§ GOAL OF THE EXERCISE
Display, in full, every line of the records below that contains the string "industrial". Matching is case-sensitive.

§ INPUT MATERIAL
====

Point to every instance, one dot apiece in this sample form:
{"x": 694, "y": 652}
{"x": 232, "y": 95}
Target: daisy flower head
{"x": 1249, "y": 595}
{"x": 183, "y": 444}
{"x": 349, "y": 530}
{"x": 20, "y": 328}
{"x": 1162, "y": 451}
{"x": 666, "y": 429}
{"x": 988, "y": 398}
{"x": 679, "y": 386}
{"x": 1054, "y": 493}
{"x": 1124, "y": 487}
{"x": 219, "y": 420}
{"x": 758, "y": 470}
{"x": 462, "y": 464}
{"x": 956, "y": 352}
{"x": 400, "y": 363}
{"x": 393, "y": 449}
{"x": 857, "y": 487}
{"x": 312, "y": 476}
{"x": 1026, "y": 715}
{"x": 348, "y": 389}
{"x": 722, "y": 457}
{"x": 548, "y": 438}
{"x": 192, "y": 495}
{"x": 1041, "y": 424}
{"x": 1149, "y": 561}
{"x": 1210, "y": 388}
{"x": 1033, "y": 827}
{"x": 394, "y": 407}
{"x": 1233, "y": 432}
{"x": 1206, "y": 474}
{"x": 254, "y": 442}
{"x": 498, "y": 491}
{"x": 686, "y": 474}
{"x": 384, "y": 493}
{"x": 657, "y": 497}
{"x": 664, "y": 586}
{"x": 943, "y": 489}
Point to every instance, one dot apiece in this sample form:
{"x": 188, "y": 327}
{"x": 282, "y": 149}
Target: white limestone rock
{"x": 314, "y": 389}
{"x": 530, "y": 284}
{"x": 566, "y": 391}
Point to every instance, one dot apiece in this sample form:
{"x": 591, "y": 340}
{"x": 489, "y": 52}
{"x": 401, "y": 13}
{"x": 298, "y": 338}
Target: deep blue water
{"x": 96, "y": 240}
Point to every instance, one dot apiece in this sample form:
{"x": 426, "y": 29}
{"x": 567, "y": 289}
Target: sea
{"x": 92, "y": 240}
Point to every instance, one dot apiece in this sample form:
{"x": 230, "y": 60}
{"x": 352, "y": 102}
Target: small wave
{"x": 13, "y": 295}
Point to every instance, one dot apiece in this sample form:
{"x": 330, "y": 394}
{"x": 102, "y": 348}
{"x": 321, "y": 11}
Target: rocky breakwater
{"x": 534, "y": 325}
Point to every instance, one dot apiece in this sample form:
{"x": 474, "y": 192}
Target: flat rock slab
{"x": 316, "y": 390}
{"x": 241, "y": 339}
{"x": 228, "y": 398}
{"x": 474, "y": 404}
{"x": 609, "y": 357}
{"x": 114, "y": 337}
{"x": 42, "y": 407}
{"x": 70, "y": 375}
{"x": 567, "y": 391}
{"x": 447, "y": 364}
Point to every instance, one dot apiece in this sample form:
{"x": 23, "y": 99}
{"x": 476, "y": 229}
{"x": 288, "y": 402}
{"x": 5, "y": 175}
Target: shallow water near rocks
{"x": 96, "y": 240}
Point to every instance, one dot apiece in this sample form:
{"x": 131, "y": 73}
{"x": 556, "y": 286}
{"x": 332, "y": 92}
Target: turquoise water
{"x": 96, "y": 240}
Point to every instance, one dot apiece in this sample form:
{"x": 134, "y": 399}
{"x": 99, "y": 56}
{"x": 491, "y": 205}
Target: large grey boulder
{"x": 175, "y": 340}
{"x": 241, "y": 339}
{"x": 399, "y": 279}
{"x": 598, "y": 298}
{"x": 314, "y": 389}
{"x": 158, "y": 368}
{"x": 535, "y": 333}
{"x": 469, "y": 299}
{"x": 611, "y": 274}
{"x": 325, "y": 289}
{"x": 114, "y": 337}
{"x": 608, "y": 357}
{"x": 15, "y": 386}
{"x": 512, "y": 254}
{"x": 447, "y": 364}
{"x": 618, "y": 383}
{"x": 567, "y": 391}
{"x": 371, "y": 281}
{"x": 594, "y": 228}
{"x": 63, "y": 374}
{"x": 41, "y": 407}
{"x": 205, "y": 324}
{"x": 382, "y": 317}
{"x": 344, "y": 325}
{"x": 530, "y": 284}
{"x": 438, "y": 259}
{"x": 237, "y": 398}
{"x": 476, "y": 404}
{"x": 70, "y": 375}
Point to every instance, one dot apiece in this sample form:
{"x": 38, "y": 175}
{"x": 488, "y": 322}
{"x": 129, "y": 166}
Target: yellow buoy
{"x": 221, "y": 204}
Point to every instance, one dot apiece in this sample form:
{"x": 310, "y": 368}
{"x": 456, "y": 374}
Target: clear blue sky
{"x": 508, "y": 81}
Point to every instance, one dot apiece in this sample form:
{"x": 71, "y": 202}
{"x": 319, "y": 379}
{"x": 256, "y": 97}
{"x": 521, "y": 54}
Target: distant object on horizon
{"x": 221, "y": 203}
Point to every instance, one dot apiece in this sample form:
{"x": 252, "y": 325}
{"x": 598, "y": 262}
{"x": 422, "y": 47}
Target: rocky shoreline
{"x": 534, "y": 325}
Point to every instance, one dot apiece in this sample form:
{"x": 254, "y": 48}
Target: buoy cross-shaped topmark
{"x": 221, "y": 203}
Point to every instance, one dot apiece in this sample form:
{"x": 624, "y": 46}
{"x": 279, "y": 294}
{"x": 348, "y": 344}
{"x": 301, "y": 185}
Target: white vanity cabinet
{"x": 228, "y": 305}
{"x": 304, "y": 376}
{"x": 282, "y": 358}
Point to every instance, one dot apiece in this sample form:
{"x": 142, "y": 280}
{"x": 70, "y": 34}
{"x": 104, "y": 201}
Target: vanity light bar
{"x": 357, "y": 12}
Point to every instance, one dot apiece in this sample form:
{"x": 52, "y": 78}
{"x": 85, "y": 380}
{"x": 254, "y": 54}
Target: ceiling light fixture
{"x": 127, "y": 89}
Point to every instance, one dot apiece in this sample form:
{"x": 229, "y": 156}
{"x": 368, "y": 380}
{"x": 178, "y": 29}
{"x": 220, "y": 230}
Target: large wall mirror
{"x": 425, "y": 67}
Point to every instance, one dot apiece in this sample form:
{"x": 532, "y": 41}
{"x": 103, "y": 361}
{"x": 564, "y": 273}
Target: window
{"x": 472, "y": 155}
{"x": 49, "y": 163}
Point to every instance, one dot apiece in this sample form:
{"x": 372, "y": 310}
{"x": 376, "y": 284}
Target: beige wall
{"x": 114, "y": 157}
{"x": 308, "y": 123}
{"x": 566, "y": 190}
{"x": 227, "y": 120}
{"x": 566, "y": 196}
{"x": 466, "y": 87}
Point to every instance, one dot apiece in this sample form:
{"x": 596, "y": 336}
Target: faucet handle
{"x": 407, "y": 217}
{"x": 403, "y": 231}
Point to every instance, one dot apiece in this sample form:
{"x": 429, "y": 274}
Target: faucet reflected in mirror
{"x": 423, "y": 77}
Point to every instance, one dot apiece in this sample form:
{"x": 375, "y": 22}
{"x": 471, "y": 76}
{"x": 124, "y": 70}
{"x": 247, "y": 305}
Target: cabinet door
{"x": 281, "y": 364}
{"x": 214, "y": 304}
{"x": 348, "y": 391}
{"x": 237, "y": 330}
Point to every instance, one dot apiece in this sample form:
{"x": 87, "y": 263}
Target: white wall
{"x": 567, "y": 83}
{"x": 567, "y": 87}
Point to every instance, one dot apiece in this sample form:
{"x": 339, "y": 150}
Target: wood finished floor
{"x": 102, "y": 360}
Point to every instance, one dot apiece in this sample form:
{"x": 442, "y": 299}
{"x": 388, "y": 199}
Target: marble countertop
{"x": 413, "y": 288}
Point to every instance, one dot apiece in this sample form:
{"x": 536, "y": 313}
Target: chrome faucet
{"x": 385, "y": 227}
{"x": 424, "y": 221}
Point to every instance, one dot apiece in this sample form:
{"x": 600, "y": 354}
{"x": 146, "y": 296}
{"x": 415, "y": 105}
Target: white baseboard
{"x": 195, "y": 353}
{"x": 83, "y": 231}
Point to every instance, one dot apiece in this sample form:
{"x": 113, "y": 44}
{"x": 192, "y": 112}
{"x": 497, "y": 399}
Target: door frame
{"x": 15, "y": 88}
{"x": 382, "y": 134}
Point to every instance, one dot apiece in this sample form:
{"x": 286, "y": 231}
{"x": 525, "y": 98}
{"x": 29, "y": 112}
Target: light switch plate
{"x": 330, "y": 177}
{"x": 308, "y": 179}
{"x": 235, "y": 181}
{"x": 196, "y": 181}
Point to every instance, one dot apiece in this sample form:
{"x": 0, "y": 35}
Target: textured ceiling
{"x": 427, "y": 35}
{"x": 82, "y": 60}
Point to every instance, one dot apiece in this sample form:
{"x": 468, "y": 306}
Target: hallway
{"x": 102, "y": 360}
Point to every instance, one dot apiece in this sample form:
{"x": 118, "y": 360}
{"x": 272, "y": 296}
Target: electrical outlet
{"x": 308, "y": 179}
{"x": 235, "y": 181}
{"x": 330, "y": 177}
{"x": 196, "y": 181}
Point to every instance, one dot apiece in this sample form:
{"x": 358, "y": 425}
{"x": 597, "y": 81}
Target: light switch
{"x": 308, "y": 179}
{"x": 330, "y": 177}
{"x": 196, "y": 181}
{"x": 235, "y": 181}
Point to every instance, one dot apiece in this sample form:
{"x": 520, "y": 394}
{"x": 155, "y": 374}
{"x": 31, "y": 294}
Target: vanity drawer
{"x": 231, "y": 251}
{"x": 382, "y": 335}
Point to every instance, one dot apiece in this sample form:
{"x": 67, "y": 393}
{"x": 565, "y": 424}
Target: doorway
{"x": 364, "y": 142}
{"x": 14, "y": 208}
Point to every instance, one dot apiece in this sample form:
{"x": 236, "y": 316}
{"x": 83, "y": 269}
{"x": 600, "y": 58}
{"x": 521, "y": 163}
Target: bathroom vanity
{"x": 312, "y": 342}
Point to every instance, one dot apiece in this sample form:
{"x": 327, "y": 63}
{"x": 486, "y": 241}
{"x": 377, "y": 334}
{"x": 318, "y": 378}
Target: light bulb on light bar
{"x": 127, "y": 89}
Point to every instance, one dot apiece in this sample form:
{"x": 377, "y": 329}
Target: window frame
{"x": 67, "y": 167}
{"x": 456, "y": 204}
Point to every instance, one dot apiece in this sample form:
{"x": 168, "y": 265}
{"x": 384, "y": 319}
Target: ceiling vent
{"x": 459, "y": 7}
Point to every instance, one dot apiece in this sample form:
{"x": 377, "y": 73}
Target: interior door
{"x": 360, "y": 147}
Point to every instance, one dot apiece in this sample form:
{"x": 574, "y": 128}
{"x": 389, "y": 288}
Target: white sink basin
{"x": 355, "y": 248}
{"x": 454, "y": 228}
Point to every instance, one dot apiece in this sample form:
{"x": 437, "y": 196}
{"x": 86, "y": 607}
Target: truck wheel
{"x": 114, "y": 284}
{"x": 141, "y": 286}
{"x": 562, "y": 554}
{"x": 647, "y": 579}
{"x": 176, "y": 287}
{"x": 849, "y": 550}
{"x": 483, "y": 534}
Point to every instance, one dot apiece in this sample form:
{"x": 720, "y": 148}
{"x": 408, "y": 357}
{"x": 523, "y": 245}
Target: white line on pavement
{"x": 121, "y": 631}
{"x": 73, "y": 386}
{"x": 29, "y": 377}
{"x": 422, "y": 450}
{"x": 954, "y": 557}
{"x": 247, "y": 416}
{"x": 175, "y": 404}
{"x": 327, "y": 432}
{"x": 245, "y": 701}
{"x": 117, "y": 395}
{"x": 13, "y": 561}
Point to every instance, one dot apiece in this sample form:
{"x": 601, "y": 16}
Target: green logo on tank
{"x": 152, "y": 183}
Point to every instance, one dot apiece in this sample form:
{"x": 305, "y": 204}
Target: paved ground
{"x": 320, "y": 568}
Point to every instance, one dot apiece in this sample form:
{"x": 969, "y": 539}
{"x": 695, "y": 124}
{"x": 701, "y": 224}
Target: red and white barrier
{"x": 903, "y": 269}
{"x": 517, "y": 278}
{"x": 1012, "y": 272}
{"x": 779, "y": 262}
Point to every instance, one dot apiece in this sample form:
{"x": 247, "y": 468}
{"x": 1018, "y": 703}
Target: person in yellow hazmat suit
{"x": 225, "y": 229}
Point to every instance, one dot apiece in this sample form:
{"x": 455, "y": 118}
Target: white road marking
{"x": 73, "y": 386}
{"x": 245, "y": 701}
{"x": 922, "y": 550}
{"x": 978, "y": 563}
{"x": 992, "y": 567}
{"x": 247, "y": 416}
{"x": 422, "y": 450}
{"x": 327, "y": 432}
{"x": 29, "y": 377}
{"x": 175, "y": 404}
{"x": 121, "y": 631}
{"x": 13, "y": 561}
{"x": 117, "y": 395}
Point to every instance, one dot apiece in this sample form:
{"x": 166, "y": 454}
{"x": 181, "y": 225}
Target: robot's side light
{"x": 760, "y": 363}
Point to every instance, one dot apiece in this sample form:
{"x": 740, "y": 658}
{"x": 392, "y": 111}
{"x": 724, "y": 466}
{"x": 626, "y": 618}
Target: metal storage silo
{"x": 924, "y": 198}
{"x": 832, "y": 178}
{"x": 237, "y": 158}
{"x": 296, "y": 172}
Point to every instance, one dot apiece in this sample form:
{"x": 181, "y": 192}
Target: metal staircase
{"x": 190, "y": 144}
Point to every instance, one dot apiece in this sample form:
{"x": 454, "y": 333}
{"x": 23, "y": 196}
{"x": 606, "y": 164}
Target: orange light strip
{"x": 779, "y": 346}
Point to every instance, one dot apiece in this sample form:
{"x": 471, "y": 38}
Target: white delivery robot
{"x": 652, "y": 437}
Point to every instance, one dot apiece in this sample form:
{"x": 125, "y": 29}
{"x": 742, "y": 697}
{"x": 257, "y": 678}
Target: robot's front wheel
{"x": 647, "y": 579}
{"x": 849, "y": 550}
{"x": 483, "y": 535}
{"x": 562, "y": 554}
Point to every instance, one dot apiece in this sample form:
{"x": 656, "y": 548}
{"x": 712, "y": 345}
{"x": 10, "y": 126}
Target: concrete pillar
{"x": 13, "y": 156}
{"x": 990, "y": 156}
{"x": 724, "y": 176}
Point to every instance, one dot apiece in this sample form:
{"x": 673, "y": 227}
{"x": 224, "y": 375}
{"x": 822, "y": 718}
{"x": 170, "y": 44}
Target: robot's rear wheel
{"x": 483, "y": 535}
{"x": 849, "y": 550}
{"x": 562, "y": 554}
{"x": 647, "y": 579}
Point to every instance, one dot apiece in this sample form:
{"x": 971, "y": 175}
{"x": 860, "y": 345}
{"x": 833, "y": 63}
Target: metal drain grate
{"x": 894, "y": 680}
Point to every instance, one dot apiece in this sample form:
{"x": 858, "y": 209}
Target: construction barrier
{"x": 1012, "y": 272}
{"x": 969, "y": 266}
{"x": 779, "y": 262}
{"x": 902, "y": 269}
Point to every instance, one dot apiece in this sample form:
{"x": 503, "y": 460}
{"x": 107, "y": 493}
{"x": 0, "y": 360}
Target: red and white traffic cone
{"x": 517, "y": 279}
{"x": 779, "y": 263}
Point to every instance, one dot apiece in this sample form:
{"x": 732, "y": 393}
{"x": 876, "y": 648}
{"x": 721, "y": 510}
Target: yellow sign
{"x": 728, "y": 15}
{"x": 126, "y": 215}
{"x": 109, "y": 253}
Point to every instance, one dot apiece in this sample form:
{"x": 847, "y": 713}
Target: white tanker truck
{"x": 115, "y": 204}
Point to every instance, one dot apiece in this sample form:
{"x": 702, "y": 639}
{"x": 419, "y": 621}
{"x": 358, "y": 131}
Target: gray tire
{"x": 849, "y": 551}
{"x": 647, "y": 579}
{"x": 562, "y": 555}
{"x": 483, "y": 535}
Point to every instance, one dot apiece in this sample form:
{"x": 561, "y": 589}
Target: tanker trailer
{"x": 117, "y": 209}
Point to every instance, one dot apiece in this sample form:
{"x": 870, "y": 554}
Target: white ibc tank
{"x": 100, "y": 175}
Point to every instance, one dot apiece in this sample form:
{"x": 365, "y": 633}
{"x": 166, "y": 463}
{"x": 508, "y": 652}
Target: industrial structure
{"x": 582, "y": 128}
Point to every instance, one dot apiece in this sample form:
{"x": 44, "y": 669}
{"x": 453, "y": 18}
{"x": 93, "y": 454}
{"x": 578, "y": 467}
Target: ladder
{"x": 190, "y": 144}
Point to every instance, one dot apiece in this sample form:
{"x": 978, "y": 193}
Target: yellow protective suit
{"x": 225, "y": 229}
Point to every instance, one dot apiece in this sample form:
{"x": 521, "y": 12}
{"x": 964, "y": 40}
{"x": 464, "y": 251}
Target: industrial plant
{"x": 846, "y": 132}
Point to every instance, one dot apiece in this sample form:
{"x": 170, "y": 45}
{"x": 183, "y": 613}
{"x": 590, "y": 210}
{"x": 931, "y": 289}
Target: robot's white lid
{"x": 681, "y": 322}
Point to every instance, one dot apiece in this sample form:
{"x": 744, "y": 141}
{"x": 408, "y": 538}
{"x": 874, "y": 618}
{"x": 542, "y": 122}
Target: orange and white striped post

====

§ REPLY
Target: industrial structure
Target: industrial plant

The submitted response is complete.